Rewrite all of the items below, replacing every "thickest part" with "widest part" and leaving everything else unchanged.

[Records from a dataset]
—————
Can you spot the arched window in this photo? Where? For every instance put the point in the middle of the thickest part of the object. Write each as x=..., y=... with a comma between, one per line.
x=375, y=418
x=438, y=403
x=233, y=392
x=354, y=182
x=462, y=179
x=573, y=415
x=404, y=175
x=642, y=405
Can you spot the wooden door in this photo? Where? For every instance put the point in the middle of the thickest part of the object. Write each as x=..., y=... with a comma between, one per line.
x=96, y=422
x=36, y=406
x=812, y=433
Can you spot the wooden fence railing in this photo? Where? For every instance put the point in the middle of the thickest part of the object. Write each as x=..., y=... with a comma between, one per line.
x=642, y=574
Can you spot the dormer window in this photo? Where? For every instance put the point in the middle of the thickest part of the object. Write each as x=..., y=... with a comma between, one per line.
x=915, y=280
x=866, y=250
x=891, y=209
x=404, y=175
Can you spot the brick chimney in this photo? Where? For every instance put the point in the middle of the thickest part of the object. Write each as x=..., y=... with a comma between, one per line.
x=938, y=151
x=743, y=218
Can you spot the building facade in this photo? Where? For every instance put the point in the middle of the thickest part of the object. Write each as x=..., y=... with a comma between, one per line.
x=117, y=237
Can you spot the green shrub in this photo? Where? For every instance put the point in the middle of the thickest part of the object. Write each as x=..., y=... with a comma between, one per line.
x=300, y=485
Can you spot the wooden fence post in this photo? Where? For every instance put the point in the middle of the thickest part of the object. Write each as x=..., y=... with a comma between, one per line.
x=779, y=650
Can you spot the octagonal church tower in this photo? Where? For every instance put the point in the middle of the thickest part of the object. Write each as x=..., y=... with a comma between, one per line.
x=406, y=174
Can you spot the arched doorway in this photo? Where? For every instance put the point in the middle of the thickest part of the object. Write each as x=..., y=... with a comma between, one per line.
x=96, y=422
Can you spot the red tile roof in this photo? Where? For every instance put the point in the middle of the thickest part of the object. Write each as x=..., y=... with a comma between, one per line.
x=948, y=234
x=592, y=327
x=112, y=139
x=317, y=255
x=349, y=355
—————
* Finished exercise
Can you spot the arched window in this photo? Where? For every instance put the point in the middle of the widest part of the object. Write each as x=..., y=... with a comma between, one per line.
x=375, y=418
x=438, y=403
x=233, y=392
x=354, y=182
x=462, y=179
x=573, y=415
x=404, y=175
x=642, y=405
Can you spot the wooden door in this photo? Where? For every instance put the point in the middle of the widest part of the object. Write each as x=..., y=... with a comma between, one per line.
x=96, y=422
x=36, y=406
x=812, y=433
Can you spot the wooden fence railing in this photo? Where? For every instance put the point in the middle of the widest part of the object. Write each as x=..., y=... with a comma between, one per line.
x=642, y=574
Can you spot the dormer window in this photo? Where? For every instance put the point in the middle of the widest part of the object. Write each as x=..., y=... with a comma between, one per line.
x=915, y=280
x=866, y=250
x=891, y=209
x=404, y=175
Can you spot the brick chimney in this photo? Where? For every instance put the point in the middle of the widest part of the object. Write each as x=..., y=... with a comma between, one per line.
x=938, y=151
x=743, y=218
Can you spot the building facade in this photo? Where? For every instance put the point in the middle of the widest part of the object. Write each as x=..., y=... with a comma between, one per line.
x=117, y=237
Can you spot the green shrub in this photo? Where? For every instance put the point in the middle of the widest part of the object. Write each as x=..., y=... with a comma between, one per line.
x=300, y=485
Can you spot the wooden fence post in this photo? Where? For every instance put the point in the middle of the widest part of the object. Write each as x=..., y=... with a comma between, one per line.
x=779, y=650
Can you spot the octagonal church tower in this photo? Where? For every instance put the point in the middle of the widest part of the object. Write each as x=..., y=... with a comma between, one per line.
x=406, y=174
Can you spot the arched doorway in this photo? Where? For every instance put the point in the middle of the widest part of the object. Write each as x=..., y=... with a comma between, one per line.
x=96, y=422
Can you spot the red tile roof in this photo? Where? For every instance put the point in the middle of the widest part of the object. Write each as x=..., y=... with a comma between, one per line.
x=948, y=234
x=592, y=327
x=112, y=139
x=317, y=255
x=349, y=355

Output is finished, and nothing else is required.